Given data
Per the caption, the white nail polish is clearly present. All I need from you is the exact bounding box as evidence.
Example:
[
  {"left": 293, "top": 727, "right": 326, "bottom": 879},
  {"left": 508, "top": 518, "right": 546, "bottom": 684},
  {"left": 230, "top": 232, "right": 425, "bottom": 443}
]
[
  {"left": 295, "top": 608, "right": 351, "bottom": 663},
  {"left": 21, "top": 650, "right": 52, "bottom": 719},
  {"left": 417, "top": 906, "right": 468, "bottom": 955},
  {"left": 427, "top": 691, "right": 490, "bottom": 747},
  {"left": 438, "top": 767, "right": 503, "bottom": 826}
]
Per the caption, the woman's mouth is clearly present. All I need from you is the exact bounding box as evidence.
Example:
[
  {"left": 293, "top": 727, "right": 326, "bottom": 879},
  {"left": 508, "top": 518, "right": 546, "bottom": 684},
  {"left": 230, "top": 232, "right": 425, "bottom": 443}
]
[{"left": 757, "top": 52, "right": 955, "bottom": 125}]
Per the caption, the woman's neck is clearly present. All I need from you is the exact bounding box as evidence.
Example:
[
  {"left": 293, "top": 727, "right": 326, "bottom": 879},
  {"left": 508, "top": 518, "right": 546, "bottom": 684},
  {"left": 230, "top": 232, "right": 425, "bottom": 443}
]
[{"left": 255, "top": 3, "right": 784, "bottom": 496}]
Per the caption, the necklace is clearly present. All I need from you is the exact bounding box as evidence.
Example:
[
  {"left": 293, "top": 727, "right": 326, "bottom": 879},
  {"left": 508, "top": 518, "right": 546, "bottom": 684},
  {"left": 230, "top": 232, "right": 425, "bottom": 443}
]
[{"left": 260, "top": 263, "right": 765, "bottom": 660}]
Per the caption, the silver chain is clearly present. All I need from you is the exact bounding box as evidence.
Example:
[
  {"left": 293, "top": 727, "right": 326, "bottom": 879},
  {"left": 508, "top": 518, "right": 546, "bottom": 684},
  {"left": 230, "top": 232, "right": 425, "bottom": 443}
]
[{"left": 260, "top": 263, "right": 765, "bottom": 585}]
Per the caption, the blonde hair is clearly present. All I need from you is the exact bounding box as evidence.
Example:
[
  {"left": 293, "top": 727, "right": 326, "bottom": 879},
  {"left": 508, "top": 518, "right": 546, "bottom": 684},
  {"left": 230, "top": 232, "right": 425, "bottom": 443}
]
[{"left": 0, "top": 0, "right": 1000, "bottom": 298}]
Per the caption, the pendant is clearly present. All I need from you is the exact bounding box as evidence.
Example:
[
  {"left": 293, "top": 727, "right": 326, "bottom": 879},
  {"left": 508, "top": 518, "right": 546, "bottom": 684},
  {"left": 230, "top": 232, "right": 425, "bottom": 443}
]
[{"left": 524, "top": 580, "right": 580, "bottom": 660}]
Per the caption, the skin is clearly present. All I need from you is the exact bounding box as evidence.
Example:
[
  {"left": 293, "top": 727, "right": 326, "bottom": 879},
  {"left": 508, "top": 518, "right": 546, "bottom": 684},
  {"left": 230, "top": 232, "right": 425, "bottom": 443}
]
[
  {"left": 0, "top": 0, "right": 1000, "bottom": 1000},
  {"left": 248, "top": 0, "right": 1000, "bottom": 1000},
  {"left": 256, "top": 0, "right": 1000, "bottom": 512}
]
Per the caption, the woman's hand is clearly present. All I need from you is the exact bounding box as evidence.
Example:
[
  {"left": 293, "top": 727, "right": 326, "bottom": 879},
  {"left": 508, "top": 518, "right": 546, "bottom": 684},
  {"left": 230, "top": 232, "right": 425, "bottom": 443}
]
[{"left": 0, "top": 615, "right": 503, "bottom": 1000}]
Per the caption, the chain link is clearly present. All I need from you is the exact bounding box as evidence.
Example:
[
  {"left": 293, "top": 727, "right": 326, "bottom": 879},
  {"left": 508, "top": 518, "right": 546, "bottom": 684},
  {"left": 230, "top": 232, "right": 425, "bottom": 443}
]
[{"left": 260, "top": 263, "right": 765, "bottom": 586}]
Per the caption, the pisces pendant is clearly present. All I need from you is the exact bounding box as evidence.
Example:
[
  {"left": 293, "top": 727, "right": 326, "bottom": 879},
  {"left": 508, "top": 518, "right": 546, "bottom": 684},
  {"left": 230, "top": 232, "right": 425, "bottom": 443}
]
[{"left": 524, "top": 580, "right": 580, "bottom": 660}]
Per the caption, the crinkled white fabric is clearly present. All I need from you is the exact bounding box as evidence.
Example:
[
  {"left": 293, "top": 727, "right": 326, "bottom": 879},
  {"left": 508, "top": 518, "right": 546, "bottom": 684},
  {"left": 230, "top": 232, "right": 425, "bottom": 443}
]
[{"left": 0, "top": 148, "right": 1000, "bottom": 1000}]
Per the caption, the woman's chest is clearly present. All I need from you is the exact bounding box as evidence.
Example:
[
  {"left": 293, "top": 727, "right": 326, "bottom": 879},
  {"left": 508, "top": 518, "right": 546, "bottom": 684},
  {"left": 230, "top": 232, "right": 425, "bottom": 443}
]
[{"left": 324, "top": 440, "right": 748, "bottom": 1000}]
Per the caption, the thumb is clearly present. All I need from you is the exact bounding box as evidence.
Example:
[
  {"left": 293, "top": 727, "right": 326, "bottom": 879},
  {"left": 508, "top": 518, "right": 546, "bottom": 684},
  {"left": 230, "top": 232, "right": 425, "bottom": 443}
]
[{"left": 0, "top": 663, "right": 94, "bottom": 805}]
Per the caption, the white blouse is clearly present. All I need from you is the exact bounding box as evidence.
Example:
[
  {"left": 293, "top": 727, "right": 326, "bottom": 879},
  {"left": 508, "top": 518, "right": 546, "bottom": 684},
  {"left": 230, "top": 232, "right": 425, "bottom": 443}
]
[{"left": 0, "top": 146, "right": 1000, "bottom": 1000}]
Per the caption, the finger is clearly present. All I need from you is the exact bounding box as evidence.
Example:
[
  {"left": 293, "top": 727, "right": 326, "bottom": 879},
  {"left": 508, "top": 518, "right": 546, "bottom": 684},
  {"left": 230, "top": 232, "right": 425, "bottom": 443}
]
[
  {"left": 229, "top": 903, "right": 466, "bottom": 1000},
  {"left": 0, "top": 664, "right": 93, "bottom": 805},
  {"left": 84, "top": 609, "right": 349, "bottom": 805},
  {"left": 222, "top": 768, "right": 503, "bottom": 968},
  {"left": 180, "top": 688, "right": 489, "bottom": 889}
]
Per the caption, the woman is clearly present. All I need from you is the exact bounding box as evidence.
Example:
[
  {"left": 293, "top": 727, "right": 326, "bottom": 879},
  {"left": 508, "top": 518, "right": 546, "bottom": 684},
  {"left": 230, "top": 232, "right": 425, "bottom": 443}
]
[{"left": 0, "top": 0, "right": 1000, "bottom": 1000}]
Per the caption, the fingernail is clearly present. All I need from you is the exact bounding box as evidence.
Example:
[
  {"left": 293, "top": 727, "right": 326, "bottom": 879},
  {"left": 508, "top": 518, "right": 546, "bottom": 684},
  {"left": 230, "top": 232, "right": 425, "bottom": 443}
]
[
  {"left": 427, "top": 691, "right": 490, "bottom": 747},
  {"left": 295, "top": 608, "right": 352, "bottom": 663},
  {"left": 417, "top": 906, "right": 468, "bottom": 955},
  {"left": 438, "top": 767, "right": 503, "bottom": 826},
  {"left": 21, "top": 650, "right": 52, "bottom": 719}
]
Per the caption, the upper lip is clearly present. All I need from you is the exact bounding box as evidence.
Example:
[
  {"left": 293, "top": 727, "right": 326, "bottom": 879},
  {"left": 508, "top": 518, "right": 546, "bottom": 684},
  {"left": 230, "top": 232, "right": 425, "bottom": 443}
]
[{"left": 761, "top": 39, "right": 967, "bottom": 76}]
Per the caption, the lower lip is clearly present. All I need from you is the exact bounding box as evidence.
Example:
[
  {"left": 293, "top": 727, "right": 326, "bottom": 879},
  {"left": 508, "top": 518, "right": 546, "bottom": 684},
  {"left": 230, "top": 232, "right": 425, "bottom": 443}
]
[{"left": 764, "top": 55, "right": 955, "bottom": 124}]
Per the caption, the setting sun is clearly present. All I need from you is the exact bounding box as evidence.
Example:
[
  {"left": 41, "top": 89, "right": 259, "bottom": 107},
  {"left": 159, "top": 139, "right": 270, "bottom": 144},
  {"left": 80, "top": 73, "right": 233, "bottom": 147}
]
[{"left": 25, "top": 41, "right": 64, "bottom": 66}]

Your objective
Reproduce the records from the line containing "Per the caption, the fingernail" through the end of the records, replacing "evidence" with "proof" wherever it occurs and leaving all else unchanged. Output only those lines.

Solution for this exercise
Per the caption, the fingernail is clearly present. All I need from you is the exact bounding box as proof.
Example:
[
  {"left": 293, "top": 727, "right": 326, "bottom": 879},
  {"left": 508, "top": 518, "right": 546, "bottom": 684},
  {"left": 230, "top": 232, "right": 425, "bottom": 443}
]
[
  {"left": 427, "top": 691, "right": 490, "bottom": 747},
  {"left": 295, "top": 608, "right": 352, "bottom": 663},
  {"left": 417, "top": 906, "right": 468, "bottom": 955},
  {"left": 438, "top": 767, "right": 503, "bottom": 826},
  {"left": 21, "top": 650, "right": 52, "bottom": 719}
]
Per the caption, the upper lip is clearly present. All I need from you is the exact bounding box as proof.
Example:
[
  {"left": 293, "top": 727, "right": 326, "bottom": 879},
  {"left": 508, "top": 518, "right": 546, "bottom": 684},
  {"left": 230, "top": 232, "right": 425, "bottom": 443}
]
[{"left": 761, "top": 39, "right": 967, "bottom": 76}]
Per the caption, the lower lip is clearly present. All I need from you is the exact bounding box as proof.
Example:
[
  {"left": 293, "top": 727, "right": 326, "bottom": 879},
  {"left": 508, "top": 518, "right": 546, "bottom": 684},
  {"left": 230, "top": 232, "right": 425, "bottom": 443}
]
[{"left": 764, "top": 55, "right": 955, "bottom": 124}]
Per the caption, the setting sun is clearly present. All I need from you is the exact bounding box as proof.
Example:
[
  {"left": 41, "top": 89, "right": 259, "bottom": 107},
  {"left": 159, "top": 139, "right": 270, "bottom": 144},
  {"left": 80, "top": 73, "right": 233, "bottom": 147}
]
[{"left": 25, "top": 41, "right": 64, "bottom": 66}]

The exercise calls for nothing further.